Exercise description
Can you duplicate, character for character, the stretch of the data below that opens with the line containing "Could you please drop a point on the rock" and closes with the line containing "<point>687,88</point>", both of those lines included?

-- START --

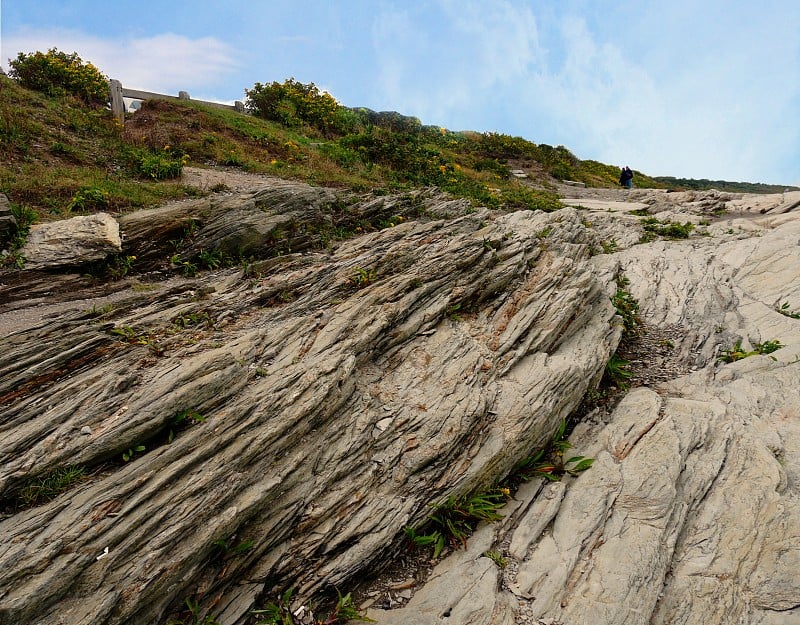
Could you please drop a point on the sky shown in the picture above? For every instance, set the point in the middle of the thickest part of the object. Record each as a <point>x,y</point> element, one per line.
<point>685,88</point>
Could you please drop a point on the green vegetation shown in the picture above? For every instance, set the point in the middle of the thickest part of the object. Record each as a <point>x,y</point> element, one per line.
<point>41,489</point>
<point>57,73</point>
<point>654,228</point>
<point>786,310</point>
<point>627,308</point>
<point>192,615</point>
<point>59,157</point>
<point>455,519</point>
<point>721,185</point>
<point>617,372</point>
<point>280,612</point>
<point>550,463</point>
<point>737,352</point>
<point>183,420</point>
<point>496,557</point>
<point>132,452</point>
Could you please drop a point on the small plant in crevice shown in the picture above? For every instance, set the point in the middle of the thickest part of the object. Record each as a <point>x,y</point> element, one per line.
<point>610,246</point>
<point>185,266</point>
<point>787,311</point>
<point>183,420</point>
<point>737,352</point>
<point>361,278</point>
<point>53,483</point>
<point>627,308</point>
<point>210,259</point>
<point>550,462</point>
<point>456,518</point>
<point>89,199</point>
<point>497,558</point>
<point>280,612</point>
<point>452,312</point>
<point>227,548</point>
<point>119,266</point>
<point>617,372</point>
<point>95,312</point>
<point>193,616</point>
<point>654,228</point>
<point>132,452</point>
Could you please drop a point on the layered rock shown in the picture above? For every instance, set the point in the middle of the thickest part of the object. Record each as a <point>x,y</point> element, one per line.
<point>690,511</point>
<point>311,406</point>
<point>336,394</point>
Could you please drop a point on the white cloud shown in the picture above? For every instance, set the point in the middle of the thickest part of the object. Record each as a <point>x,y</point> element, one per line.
<point>444,72</point>
<point>165,63</point>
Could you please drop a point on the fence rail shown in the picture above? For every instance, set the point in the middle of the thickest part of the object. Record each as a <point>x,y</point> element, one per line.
<point>118,92</point>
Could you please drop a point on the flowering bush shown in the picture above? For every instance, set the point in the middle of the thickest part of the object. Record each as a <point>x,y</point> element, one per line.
<point>58,73</point>
<point>295,104</point>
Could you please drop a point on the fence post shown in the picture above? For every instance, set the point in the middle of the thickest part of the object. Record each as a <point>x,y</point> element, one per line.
<point>117,103</point>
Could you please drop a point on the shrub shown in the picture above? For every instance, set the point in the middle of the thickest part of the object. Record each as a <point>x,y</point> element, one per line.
<point>295,104</point>
<point>57,73</point>
<point>89,198</point>
<point>158,165</point>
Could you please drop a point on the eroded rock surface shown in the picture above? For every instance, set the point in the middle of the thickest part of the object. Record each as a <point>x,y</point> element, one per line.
<point>340,391</point>
<point>690,512</point>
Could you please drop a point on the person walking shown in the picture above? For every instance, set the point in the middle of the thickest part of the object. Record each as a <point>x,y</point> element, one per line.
<point>626,177</point>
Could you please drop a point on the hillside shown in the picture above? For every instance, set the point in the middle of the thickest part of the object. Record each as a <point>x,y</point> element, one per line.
<point>60,158</point>
<point>334,366</point>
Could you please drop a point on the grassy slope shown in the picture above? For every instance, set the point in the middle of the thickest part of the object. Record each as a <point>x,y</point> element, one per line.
<point>58,158</point>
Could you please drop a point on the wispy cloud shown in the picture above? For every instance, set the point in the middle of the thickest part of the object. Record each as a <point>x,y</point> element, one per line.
<point>165,62</point>
<point>442,74</point>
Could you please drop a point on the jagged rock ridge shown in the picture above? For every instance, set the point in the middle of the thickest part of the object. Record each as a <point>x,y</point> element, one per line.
<point>342,391</point>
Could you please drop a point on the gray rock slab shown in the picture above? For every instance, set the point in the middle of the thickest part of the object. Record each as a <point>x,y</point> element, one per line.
<point>72,241</point>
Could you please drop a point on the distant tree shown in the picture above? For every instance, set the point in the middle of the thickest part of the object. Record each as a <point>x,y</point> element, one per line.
<point>57,73</point>
<point>295,104</point>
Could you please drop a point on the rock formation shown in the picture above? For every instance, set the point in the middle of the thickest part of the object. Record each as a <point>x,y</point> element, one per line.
<point>312,405</point>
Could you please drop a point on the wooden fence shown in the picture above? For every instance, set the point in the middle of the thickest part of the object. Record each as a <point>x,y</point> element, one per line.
<point>118,92</point>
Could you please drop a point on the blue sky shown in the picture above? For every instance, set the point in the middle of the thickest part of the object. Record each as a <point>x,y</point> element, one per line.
<point>687,88</point>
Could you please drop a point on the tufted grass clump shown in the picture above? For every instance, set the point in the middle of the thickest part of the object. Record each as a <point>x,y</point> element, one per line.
<point>627,308</point>
<point>737,352</point>
<point>550,462</point>
<point>454,520</point>
<point>47,487</point>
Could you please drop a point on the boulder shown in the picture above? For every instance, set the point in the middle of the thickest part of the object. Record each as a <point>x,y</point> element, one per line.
<point>339,394</point>
<point>74,241</point>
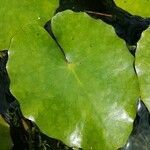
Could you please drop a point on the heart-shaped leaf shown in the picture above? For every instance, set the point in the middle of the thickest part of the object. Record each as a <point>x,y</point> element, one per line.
<point>84,96</point>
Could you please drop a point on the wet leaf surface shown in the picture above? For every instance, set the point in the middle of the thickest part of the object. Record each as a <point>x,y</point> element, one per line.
<point>81,101</point>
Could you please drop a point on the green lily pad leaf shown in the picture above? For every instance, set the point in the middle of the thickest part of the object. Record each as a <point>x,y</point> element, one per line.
<point>136,7</point>
<point>142,66</point>
<point>86,97</point>
<point>15,14</point>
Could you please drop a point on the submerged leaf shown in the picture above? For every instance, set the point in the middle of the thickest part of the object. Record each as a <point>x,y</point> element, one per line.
<point>14,14</point>
<point>140,136</point>
<point>142,65</point>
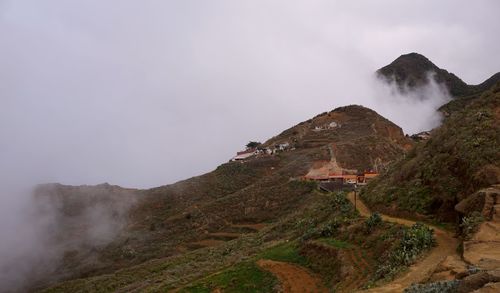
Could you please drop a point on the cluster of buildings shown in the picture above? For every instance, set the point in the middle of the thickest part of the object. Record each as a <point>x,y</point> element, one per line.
<point>359,178</point>
<point>330,125</point>
<point>250,152</point>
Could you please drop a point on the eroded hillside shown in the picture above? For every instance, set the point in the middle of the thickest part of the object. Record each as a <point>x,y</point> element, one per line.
<point>460,158</point>
<point>238,199</point>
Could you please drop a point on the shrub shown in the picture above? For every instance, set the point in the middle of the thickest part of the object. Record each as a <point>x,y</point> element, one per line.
<point>437,287</point>
<point>373,221</point>
<point>470,224</point>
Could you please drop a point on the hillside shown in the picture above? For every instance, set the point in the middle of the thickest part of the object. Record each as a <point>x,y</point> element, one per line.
<point>236,201</point>
<point>460,158</point>
<point>256,224</point>
<point>412,70</point>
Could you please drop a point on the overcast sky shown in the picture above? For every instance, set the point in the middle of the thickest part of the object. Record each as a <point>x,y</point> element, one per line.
<point>144,93</point>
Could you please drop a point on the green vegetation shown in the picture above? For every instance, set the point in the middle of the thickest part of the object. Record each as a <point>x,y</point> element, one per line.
<point>436,287</point>
<point>335,242</point>
<point>415,240</point>
<point>460,158</point>
<point>470,224</point>
<point>373,221</point>
<point>243,277</point>
<point>287,252</point>
<point>253,144</point>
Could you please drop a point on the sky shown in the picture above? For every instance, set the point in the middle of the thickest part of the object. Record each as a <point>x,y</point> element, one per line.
<point>145,93</point>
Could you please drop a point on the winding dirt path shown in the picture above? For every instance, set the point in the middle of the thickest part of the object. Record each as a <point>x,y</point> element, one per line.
<point>423,269</point>
<point>293,279</point>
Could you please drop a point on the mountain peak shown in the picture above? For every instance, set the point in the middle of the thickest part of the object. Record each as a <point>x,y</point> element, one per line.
<point>410,71</point>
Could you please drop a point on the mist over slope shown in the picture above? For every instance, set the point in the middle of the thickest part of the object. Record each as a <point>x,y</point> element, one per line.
<point>460,158</point>
<point>87,223</point>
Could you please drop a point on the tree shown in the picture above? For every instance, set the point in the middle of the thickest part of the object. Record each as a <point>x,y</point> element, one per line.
<point>253,144</point>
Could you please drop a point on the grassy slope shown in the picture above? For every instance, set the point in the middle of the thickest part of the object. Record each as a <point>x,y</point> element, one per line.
<point>167,221</point>
<point>461,157</point>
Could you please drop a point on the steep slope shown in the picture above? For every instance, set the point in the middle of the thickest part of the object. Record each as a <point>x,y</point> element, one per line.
<point>412,70</point>
<point>461,157</point>
<point>227,204</point>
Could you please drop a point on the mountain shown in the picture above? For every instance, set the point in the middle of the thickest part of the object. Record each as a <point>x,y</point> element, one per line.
<point>260,225</point>
<point>236,210</point>
<point>412,70</point>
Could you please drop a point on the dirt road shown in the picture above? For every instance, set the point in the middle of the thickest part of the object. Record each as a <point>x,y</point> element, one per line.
<point>293,279</point>
<point>422,270</point>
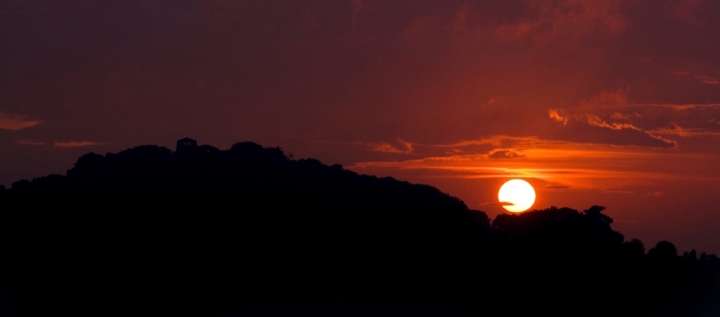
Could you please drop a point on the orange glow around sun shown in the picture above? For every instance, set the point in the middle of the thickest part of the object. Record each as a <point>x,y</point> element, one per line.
<point>518,193</point>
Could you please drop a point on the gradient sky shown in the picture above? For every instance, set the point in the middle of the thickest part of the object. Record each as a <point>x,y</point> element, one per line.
<point>615,103</point>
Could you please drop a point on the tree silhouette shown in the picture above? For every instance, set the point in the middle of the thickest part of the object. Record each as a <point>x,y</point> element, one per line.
<point>148,231</point>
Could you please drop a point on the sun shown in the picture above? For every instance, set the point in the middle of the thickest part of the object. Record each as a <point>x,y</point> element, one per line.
<point>517,192</point>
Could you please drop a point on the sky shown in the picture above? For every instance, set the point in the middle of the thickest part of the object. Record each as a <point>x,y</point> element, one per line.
<point>612,103</point>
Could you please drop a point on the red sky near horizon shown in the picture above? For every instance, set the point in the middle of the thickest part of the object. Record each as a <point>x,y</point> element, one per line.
<point>615,103</point>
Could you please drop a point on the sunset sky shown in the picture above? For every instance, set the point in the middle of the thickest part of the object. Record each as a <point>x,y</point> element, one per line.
<point>614,103</point>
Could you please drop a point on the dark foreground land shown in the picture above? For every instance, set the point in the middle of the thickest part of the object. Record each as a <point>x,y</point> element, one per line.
<point>249,232</point>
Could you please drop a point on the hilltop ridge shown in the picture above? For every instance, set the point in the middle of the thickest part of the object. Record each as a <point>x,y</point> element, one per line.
<point>208,231</point>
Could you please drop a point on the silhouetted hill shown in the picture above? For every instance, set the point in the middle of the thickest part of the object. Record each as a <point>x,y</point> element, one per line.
<point>149,232</point>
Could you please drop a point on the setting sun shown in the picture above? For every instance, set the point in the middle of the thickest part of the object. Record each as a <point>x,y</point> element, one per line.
<point>517,192</point>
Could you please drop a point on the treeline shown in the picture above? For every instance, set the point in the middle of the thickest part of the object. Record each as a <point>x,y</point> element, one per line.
<point>151,232</point>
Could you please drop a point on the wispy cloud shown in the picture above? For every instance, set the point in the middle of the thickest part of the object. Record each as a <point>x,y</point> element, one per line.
<point>402,148</point>
<point>73,144</point>
<point>16,122</point>
<point>505,154</point>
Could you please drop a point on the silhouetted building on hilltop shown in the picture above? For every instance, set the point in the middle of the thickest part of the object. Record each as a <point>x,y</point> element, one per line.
<point>185,145</point>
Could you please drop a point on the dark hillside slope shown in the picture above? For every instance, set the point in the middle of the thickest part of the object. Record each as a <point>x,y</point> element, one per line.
<point>202,233</point>
<point>148,232</point>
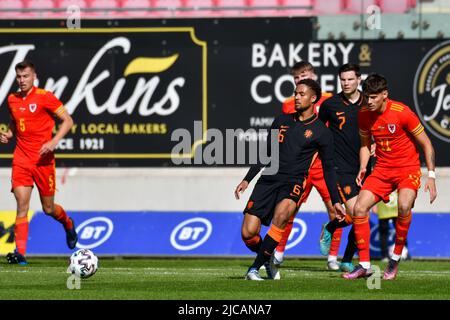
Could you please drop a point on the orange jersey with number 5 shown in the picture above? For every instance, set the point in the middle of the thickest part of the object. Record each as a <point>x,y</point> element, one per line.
<point>394,132</point>
<point>33,118</point>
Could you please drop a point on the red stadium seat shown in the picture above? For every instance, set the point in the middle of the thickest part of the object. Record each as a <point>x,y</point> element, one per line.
<point>136,4</point>
<point>104,4</point>
<point>359,6</point>
<point>271,8</point>
<point>232,8</point>
<point>328,7</point>
<point>397,6</point>
<point>66,3</point>
<point>43,8</point>
<point>288,11</point>
<point>9,5</point>
<point>107,5</point>
<point>168,8</point>
<point>198,8</point>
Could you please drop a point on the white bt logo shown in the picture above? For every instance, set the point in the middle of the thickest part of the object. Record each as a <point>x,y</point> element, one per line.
<point>191,234</point>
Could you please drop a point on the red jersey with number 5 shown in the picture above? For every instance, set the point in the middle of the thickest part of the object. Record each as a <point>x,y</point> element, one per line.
<point>33,118</point>
<point>394,132</point>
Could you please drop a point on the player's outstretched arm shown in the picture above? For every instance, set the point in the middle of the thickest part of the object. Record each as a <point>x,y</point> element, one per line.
<point>67,123</point>
<point>425,143</point>
<point>5,136</point>
<point>364,156</point>
<point>240,189</point>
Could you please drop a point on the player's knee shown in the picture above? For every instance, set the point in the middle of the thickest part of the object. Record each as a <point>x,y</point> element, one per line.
<point>403,209</point>
<point>48,209</point>
<point>22,208</point>
<point>248,233</point>
<point>360,210</point>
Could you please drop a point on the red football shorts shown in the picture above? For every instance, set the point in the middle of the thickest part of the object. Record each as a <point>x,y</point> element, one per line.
<point>41,175</point>
<point>315,178</point>
<point>382,182</point>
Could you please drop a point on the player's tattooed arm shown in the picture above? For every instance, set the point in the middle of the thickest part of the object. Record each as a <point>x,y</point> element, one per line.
<point>425,143</point>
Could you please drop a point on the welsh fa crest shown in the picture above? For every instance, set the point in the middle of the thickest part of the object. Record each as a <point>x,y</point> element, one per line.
<point>391,128</point>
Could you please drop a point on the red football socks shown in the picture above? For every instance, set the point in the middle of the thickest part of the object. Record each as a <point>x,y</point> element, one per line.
<point>21,234</point>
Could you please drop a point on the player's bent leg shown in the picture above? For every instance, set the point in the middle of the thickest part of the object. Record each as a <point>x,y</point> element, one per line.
<point>366,200</point>
<point>58,213</point>
<point>325,240</point>
<point>350,249</point>
<point>251,227</point>
<point>278,254</point>
<point>406,198</point>
<point>283,211</point>
<point>22,195</point>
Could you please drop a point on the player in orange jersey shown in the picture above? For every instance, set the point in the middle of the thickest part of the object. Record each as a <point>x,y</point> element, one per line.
<point>304,70</point>
<point>32,112</point>
<point>396,130</point>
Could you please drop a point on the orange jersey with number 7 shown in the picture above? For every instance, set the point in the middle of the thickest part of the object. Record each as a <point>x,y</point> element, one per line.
<point>393,131</point>
<point>33,119</point>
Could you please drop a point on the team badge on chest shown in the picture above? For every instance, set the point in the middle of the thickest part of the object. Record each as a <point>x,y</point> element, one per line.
<point>391,128</point>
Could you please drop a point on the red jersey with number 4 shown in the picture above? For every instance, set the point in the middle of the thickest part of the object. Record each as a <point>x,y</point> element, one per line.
<point>394,132</point>
<point>33,118</point>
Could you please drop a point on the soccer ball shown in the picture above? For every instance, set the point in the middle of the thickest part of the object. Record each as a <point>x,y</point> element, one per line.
<point>83,263</point>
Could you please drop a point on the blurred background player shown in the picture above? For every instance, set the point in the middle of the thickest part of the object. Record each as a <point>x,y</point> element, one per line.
<point>304,70</point>
<point>340,112</point>
<point>276,198</point>
<point>32,112</point>
<point>396,130</point>
<point>388,212</point>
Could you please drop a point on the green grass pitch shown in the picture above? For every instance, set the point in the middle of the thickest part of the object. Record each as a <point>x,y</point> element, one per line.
<point>215,279</point>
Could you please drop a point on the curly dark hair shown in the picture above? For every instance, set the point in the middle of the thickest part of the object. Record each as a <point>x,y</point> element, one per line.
<point>314,86</point>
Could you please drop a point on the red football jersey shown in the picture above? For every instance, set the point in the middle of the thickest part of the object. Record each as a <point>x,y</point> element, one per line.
<point>33,117</point>
<point>393,131</point>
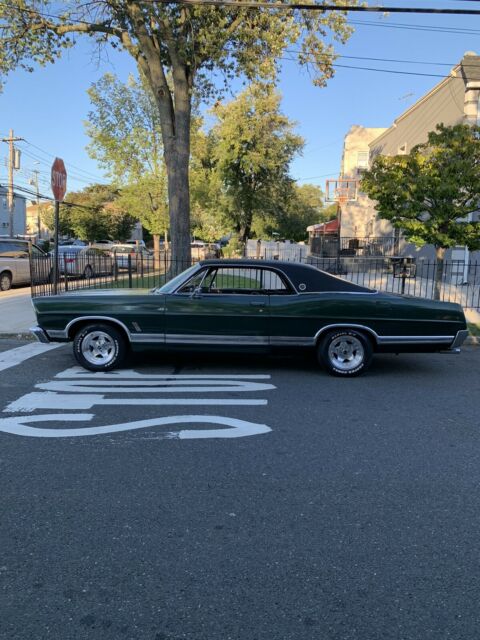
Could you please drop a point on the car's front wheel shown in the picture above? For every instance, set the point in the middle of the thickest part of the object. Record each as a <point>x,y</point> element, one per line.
<point>5,281</point>
<point>345,352</point>
<point>99,347</point>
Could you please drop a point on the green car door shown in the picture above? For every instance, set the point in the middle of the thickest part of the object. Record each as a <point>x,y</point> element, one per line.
<point>219,306</point>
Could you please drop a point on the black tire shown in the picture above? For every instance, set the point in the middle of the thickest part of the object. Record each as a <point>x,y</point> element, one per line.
<point>345,352</point>
<point>99,347</point>
<point>88,272</point>
<point>5,281</point>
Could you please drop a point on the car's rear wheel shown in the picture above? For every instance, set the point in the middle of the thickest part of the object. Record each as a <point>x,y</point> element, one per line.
<point>345,352</point>
<point>5,281</point>
<point>99,347</point>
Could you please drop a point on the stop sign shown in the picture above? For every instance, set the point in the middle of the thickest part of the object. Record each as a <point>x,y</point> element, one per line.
<point>59,179</point>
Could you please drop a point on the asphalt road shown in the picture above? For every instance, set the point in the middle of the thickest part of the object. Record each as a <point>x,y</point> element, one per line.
<point>355,517</point>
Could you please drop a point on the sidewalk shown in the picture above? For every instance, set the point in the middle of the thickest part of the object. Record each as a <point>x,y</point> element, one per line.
<point>16,312</point>
<point>17,315</point>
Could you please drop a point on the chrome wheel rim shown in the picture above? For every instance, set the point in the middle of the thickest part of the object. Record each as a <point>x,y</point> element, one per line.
<point>4,283</point>
<point>98,348</point>
<point>346,353</point>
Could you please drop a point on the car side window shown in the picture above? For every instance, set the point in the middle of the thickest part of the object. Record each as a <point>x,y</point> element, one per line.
<point>191,285</point>
<point>246,280</point>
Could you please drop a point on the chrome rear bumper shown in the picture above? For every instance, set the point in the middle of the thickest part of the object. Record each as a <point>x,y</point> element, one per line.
<point>40,334</point>
<point>457,343</point>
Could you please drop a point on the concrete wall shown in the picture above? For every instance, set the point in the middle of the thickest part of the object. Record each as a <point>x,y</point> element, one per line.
<point>452,101</point>
<point>358,218</point>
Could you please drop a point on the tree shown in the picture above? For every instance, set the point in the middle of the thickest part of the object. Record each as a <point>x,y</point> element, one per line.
<point>429,192</point>
<point>301,207</point>
<point>47,215</point>
<point>190,44</point>
<point>94,214</point>
<point>125,133</point>
<point>255,146</point>
<point>146,200</point>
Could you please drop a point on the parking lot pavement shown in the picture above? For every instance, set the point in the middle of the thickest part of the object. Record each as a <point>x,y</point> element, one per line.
<point>247,498</point>
<point>16,310</point>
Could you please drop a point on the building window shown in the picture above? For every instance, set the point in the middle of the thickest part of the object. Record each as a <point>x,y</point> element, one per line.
<point>362,160</point>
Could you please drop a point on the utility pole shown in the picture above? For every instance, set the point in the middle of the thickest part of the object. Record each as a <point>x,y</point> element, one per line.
<point>12,164</point>
<point>35,182</point>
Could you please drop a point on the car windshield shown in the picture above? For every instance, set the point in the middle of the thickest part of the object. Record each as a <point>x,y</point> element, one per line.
<point>172,284</point>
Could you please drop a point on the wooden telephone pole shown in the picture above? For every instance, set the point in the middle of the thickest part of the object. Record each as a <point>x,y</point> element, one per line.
<point>11,166</point>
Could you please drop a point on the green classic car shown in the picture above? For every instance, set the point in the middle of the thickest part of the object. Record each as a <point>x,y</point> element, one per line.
<point>250,304</point>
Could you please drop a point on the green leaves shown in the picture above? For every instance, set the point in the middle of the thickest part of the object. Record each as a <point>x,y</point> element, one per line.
<point>255,146</point>
<point>430,192</point>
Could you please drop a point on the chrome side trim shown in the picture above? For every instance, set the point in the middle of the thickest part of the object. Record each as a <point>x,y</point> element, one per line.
<point>183,338</point>
<point>383,340</point>
<point>460,338</point>
<point>415,339</point>
<point>350,293</point>
<point>149,338</point>
<point>295,341</point>
<point>57,334</point>
<point>344,325</point>
<point>40,334</point>
<point>108,318</point>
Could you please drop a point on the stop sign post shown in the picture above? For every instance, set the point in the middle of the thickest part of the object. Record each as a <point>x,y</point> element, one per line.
<point>59,187</point>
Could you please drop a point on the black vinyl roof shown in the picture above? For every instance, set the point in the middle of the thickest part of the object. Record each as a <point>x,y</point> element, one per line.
<point>304,277</point>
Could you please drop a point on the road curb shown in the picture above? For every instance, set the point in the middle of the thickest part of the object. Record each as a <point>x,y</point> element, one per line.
<point>26,335</point>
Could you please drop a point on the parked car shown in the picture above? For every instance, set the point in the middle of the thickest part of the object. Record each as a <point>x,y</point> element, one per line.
<point>241,304</point>
<point>72,241</point>
<point>86,262</point>
<point>138,255</point>
<point>15,262</point>
<point>205,250</point>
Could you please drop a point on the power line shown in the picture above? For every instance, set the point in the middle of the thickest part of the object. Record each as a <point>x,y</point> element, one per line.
<point>318,7</point>
<point>51,155</point>
<point>412,27</point>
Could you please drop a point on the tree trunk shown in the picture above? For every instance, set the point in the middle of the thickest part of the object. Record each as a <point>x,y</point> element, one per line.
<point>179,204</point>
<point>246,228</point>
<point>440,254</point>
<point>156,251</point>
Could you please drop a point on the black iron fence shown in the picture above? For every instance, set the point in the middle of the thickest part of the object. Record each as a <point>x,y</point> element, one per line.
<point>460,282</point>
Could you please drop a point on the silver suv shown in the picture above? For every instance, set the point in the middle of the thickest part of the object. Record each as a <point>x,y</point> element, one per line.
<point>15,263</point>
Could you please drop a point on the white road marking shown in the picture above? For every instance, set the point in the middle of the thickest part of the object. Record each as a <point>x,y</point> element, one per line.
<point>74,372</point>
<point>18,425</point>
<point>153,386</point>
<point>77,389</point>
<point>48,400</point>
<point>12,357</point>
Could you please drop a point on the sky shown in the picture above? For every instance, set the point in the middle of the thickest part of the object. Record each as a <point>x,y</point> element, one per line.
<point>48,108</point>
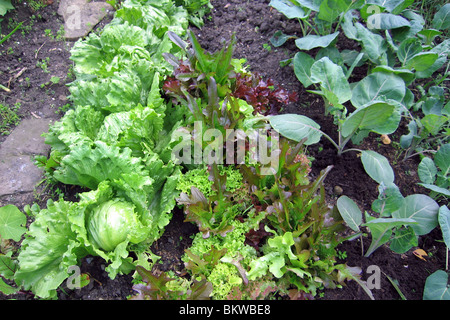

-- END --

Reply
Could you please drop a point on the rock formation shown in the picture above? For every instance, set the point in the middle of the thickest part of the object. Record each as a <point>x,y</point> element, one per line.
<point>312,405</point>
Could you please drop a point on the wooden fence shown in the picture above? For every instance, set the point in the middle of the thickest part of the object. Record each as a <point>x,y</point> element, one per line.
<point>118,92</point>
Could you please drop a point on the blue sky shown in the picture above? For every instance, set the point in the middle of the thickest part of the object. Record each as a <point>x,y</point> element, one per line.
<point>687,88</point>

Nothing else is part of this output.